# [文書の抜粋]

<<<<

ロバート・レッドフォードという名前を聞くだけで、
どこか風が吹き抜けるような感覚にならないでしょうか。
彼がカメラの前に立っても、後ろに立っても、
そこにはいつも“自然の中に生きる人間”というテーマが息づいています。

『リバー・ランズ・スルー・イット』は、そんなレッドフォードの美学の集大成と言える作品です。
彼が監督として描いたのは、派手なアメリカではなく、静かに生きる人たちの心の流れ
風景の美しさと人の心を“同じリズム”で撮るという、まるで詩のような映像世界を作り上げているのです。

🌈レッドフォードという男の“静かな反逆”

俳優としての彼は多くの人に知られています。
『明日に向かって撃て!』『スティング』『華麗なるギャツビー』――
彼の代表作はどれもハリウッドの黄金期を代表する作品です。

けれど、彼が監督として見せる姿は少し違う。

>>>>

# [課題一覧]
1) 上の文書の抜粋から、「ロバート・レッドフォードという名前を聞くだけで、」で始まり「彼の代表作はどれもハリウッドの黄金期を代表する作品です。」で終わる部分を一字も変えずに書き写してください。
2) 上の文書の抜粋をもとに、次の問いに答えよ。
(a) レッドフォードの美学の集大成と言える作品として挙げられている映画は何か。
(b) 俳優としての代表作として挙げられている三つの作品は何か。
(c) 彼がカメラの前でも後ろでも息づいているとされるテーマは何か。

# [保存データ]
<<<<

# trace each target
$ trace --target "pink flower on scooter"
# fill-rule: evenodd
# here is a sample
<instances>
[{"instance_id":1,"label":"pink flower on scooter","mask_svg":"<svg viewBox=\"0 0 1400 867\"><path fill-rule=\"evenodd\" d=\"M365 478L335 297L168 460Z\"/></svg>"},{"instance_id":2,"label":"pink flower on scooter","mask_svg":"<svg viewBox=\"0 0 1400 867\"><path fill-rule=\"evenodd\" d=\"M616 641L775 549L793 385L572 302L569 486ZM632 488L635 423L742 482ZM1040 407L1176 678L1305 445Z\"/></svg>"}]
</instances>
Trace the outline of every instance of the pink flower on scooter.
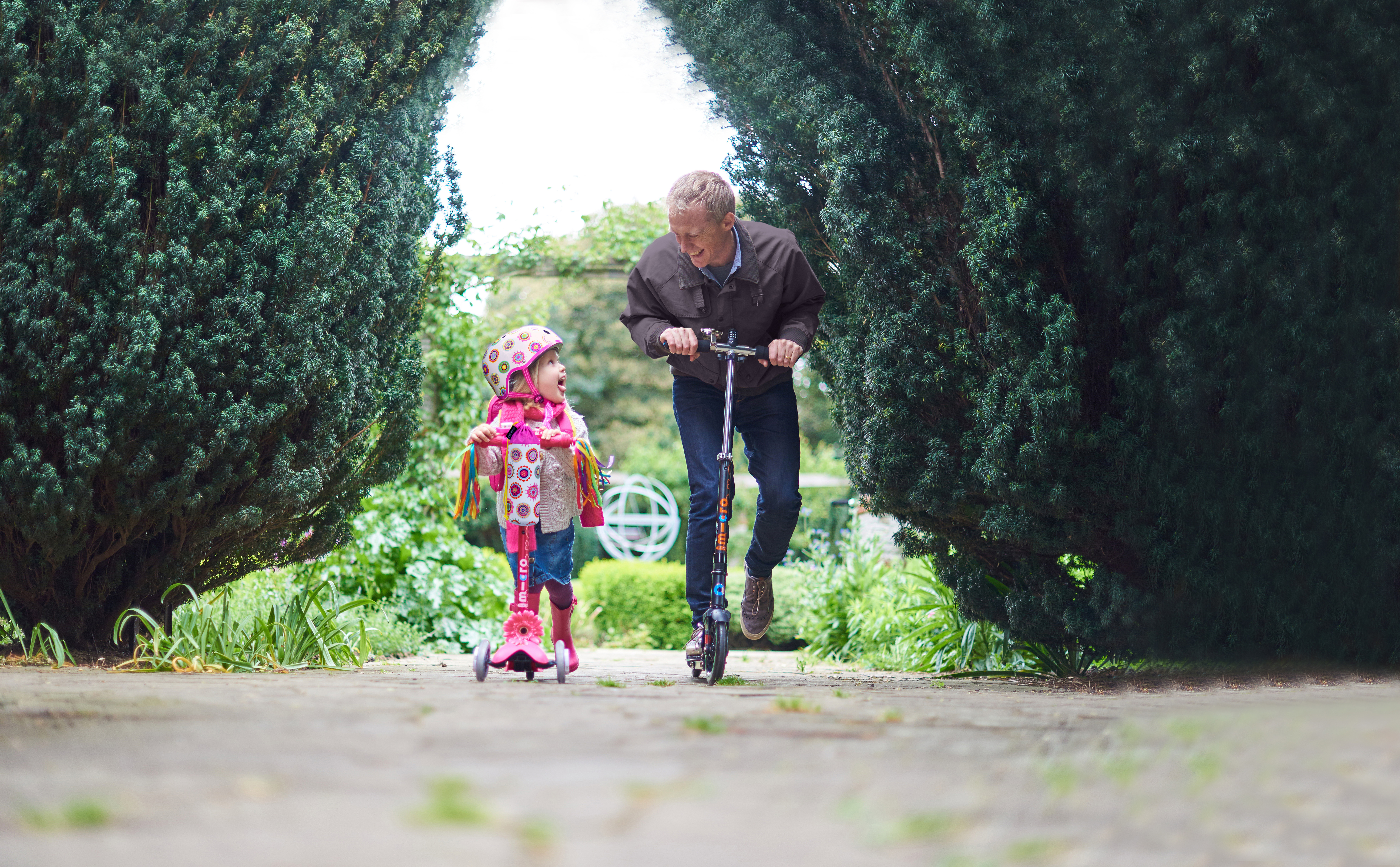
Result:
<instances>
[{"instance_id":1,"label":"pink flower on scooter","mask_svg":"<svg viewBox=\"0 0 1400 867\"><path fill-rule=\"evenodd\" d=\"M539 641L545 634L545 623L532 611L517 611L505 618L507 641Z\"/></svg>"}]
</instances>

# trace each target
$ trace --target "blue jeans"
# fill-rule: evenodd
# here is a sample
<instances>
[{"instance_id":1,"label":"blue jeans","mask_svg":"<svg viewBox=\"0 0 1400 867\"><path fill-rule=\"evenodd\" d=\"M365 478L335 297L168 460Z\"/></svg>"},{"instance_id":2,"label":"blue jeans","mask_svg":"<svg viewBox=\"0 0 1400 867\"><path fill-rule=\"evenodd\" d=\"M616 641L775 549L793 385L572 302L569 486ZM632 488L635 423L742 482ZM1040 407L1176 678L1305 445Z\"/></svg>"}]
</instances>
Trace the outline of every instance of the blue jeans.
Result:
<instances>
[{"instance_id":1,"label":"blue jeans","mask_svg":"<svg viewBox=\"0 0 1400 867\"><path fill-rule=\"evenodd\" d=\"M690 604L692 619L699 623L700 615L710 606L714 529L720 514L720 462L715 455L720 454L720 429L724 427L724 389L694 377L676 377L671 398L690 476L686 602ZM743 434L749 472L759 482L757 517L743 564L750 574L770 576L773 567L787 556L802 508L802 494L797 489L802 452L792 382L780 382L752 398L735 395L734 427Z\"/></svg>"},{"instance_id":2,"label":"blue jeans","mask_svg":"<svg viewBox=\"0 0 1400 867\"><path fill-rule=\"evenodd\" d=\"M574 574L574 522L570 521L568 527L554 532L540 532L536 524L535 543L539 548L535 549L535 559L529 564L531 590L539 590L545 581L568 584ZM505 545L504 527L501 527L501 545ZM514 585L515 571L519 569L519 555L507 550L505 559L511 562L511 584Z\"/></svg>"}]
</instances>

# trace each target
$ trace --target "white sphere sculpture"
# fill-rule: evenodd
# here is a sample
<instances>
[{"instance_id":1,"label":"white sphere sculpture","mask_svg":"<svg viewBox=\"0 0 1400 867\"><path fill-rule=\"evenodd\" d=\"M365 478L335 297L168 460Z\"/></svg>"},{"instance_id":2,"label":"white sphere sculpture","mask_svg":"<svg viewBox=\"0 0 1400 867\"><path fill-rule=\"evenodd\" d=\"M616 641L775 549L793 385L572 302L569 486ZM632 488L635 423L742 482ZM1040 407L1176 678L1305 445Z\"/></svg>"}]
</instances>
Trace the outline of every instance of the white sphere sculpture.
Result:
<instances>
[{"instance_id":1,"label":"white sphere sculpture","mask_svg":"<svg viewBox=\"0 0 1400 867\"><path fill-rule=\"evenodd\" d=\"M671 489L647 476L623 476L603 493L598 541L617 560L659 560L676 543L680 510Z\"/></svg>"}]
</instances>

>>>>

# [各課題の解答]
1)
ロバート・レッドフォードという名前を聞くだけで、
どこか風が吹き抜けるような感覚にならないでしょうか。
彼がカメラの前に立っても、後ろに立っても、
そこにはいつも“自然の中に生きる人間”というテーマが息づいています。

『リバー・ランズ・スルー・イット』は、そんなレッドフォードの美学の集大成と言える作品です。
彼が監督として描いたのは、派手なアメリカではなく、静かに生きる人たちの心の流れ
風景の美しさと人の心を“同じリズム”で撮るという、まるで詩のような映像世界を作り上げているのです。

🌈レッドフォードという男の“静かな反逆”

俳優としての彼は多くの人に知られています。
『明日に向かって撃て!』『スティング』『華麗なるギャツビー』――
彼の代表作はどれもハリウッドの黄金期を代表する作品です。

2)
(a) 『リバー・ランズ・スルー・イット』
(b) 『明日に向かって撃て!』『スティング』『華麗なるギャツビー』
(c) “自然の中に生きる人間”